- _Texto seleccionado_:
Karl Popper, el hombre que defendía los cambios graduales frente a las revoluciones
Fue un defensor de las sociedades abiertas y uno de los pensadores que sentó las bases de las políticas de derechas de la segunda mitad del siglo XX. Se acaban de cumplir 30 años de su muerte
La democracia pasa por horas comparativamente bajas y hay quienes piensan que igual ha llegado el momento de probar otras opciones: el 26% de los hombres españoles de entre 18 y 26 años cree que el autoritarismo puede ser preferible a la democracia en algunas circunstancias, ...
La democracia pasa por horas comparativamente bajas y hay quienes piensan que igual ha llegado el momento de probar otras opciones: el 26% de los hombres españoles de entre 18 y 26 años cree que el autoritarismo puede ser preferible a la democracia en algunas circunstancias, según una encuesta de 40dB publicada en EL PAÍS. A las mujeres de la misma edad no les convence tanto la idea, pero aun así el 18% está de acuerdo, lo que sigue siendo un porcentaje sorprendente si recordamos que, con todos sus defectos, las sociedades más prósperas y más libres son las democráticas, por muy imperfectas que sean.

Datos de origen:
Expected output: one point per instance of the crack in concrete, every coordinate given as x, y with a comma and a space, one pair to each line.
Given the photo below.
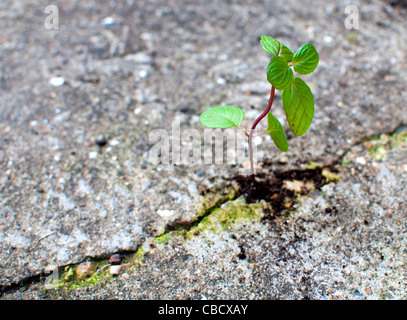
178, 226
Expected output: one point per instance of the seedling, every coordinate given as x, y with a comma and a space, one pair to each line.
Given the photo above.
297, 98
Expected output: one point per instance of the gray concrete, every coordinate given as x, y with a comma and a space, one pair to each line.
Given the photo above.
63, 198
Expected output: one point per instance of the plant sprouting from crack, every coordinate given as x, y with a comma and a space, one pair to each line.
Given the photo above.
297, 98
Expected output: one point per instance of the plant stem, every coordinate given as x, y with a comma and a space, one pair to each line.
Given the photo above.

---

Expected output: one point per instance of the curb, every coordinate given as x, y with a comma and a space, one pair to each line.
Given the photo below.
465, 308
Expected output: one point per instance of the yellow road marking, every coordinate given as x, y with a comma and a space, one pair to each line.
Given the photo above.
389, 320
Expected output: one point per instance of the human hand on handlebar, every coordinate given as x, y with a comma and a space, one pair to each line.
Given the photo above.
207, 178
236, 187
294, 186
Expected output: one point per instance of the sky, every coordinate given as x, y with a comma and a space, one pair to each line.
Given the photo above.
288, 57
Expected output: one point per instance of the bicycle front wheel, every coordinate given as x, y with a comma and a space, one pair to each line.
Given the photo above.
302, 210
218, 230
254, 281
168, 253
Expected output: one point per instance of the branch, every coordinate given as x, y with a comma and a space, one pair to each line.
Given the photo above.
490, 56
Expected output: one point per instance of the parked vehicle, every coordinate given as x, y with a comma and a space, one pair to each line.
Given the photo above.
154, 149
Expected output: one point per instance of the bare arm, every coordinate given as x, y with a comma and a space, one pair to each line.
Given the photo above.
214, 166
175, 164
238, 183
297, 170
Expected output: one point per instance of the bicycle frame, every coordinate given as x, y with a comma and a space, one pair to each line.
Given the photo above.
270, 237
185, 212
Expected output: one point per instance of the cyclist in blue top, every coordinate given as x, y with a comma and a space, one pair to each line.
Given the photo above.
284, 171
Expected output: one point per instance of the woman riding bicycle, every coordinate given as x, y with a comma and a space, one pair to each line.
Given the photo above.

- _Tus tareas_:
1. Responde estas preguntas a partir del artículo sobre Karl Popper:
(a) ¿Cuántos años se acaban de cumplir desde la muerte de Karl Popper?
(b) Según la encuesta de 40dB, ¿qué porcentaje de los hombres españoles de entre 18 y 26 años cree que el autoritarismo puede ser preferible a la democracia en algunas circunstancias?
(c) ¿Qué porcentaje de las mujeres de la misma edad está de acuerdo con esa idea?
2. Extrae sin cambios del artículo sobre Karl Popper el fragmento que va desde "Karl Popper, el" hasta "algunas circunstancias, ...".
Los registros no tienen relación con el artículo sobre Karl Popper.

- _Respuestas escritas_:
1.
(a) 30 años.
(b) El 26%.
(c) El 18%.

2.
Karl Popper, el hombre que defendía los cambios graduales frente a las revoluciones
Fue un defensor de las sociedades abiertas y uno de los pensadores que sentó las bases de las políticas de derechas de la segunda mitad del siglo XX. Se acaban de cumplir 30 años de su muerte
La democracia pasa por horas comparativamente bajas y hay quienes piensan que igual ha llegado el momento de probar otras opciones: el 26% de los hombres españoles de entre 18 y 26 años cree que el autoritarismo puede ser preferible a la democracia en algunas circunstancias, ...